### GOAL OF THE EXERCISE:
Pick out every line in the listing below that contains the string "SELECT". Case counts.

### DATA IN THIS EXERCISE:
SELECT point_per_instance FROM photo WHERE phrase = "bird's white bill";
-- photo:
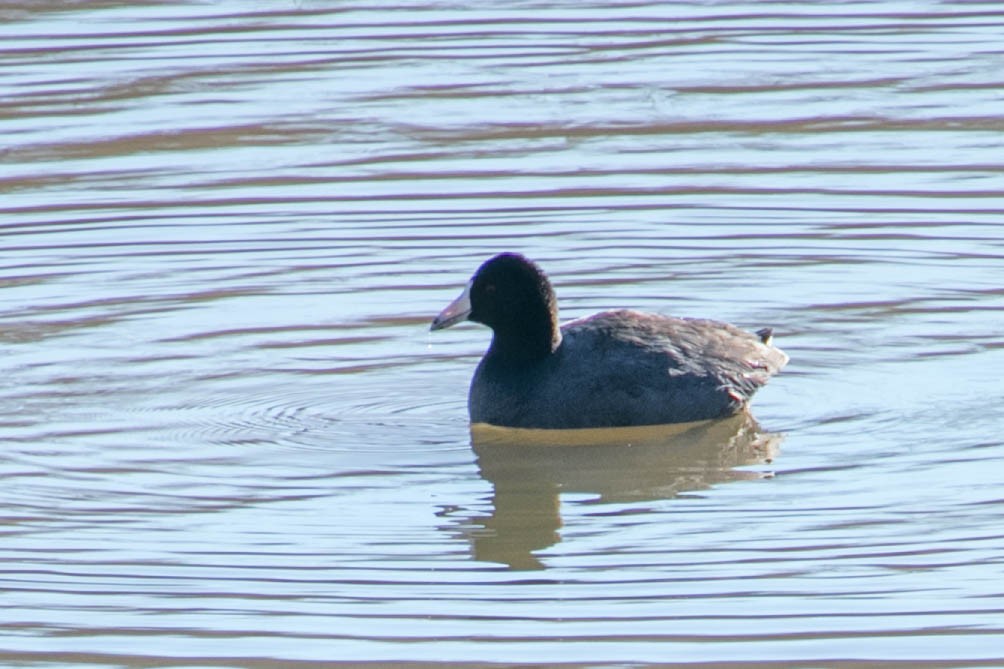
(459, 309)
--
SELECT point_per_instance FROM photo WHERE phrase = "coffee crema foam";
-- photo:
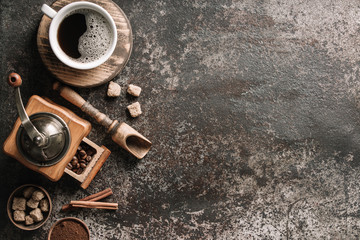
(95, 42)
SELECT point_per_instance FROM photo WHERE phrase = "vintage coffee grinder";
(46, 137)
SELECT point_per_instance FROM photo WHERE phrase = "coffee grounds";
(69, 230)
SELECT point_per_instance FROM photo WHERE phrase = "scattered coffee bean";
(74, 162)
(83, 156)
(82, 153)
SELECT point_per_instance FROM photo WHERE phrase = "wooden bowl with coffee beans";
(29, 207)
* * *
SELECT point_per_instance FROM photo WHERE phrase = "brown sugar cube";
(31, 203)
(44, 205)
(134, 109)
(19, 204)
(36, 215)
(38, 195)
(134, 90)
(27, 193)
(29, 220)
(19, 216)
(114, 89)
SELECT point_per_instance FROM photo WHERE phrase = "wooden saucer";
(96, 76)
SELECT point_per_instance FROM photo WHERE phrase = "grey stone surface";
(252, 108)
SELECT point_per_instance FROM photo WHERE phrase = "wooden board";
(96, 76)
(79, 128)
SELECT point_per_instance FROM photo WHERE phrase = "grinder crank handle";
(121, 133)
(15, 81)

### ANSWER TO THIS TASK:
SELECT point_per_instance FROM photo WHERE phrase = "bird's white bill";
SELECT point_per_instance FROM photo WHERE phrase = "coffee crema foam";
SELECT point_per_instance FROM photo WHERE phrase = "vintage coffee grinder";
SELECT point_per_instance FROM photo WHERE phrase = "coffee grounds";
SELECT point_per_instance FROM photo WHERE phrase = "scattered coffee bean";
SELECT point_per_instance FROM photo WHERE phrase = "wooden bowl with coffee beans";
SELECT point_per_instance FROM photo WHERE phrase = "brown sugar cube";
SELECT point_per_instance FROM photo WHERE phrase = "wooden saucer";
SELECT point_per_instance FROM photo WHERE phrase = "grey stone surface";
SELECT point_per_instance FROM photo WHERE phrase = "wooden board";
SELECT point_per_instance FROM photo WHERE phrase = "grinder crank handle";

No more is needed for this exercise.